Kılıçdaroğlu'nun miadı mı doluyor?

Kılıçdaroğlu da Baykal kadar kaldı CHP'nin başında. CHP Genel Başkanlarının koltuk değişimi genelde olaylı oluyor malumunuz. Başarısızlık genel başkanlıktan çekilmeye ya da parti örgütünün genel başkanı değiştirmesine yol açmıyor. Daha doğrusu örgüt buna yeltenmiyor çünkü seçim kazanamayan genel başkanlar koltukta oturdukları süre zarfında örgütü kendi adamlarıyla dolduruyor. Haliyle bir süre sonra genel başkan değiştirmek icap ettiğinde demokrasi değil başka güçler devreye giriyor.

CHP, ülkedeki iktidarları seçimle değil darbe ile değiştirmeyi meşru gören bir sicile sahip olduğundan parti içindeki bu tür illegal koltuk kapmacaları da meşru görüyor olabilir.

'Gandi Kemal'in doğuş hikayesi tam da böyle bir şeydi. Başına gelen şeyin nerelere uzandığını anladıktan sonra Deniz Baykal'ın Pensilvanya'ya selam gönderip derin bir sesliğe gömülmesini, o kadar ki olayın hukuki yollardan üstüne gitmekten dahi çekinmesini, ardından 50 yıllık yol arkadaşının gene başlarına gelenin nasıl büyük bir operasyon olduğunu anladıktan hemen sonra Kemal Kılıçdaroğlu'nu adeta kucaklayarak genel başkanlık koltuğuna oturtmasını hatırlayın...
===============
Alıştırmanın amacı:
Lütfen CHP genel başkanlığı üzerine yazılmış metinde "Kılıçdaroğlu da Baykal" sözlerinden "meşru görüyor olabilir." sözlerine kadar olan kısmı hiç değiştirmeden kopyalayın. Satırların bu çalışmayla hiçbir ilgisi yoktur.
===============
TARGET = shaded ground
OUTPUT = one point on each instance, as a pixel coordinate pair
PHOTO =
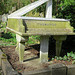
(31, 57)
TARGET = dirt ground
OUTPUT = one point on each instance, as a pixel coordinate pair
(31, 57)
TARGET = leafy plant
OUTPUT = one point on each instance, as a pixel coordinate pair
(70, 56)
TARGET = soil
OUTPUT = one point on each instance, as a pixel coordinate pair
(32, 51)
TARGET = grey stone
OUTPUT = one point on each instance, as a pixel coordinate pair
(7, 69)
(71, 69)
(39, 72)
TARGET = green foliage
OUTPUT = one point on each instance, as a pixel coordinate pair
(66, 10)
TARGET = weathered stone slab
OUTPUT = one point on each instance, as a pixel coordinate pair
(39, 26)
(39, 72)
(58, 69)
(71, 69)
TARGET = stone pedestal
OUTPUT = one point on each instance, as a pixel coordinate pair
(21, 46)
(59, 40)
(44, 48)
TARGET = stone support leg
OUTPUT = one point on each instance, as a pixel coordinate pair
===============
Alıştırmanın cevabı:
Kılıçdaroğlu da Baykal kadar kaldı CHP'nin başında. CHP Genel Başkanlarının koltuk değişimi genelde olaylı oluyor malumunuz. Başarısızlık genel başkanlıktan çekilmeye ya da parti örgütünün genel başkanı değiştirmesine yol açmıyor. Daha doğrusu örgüt buna yeltenmiyor çünkü seçim kazanamayan genel başkanlar koltukta oturdukları süre zarfında örgütü kendi adamlarıyla dolduruyor. Haliyle bir süre sonra genel başkan değiştirmek icap ettiğinde demokrasi değil başka güçler devreye giriyor.

CHP, ülkedeki iktidarları seçimle değil darbe ile değiştirmeyi meşru gören bir sicile sahip olduğundan parti içindeki bu tür illegal koltuk kapmacaları da meşru görüyor olabilir.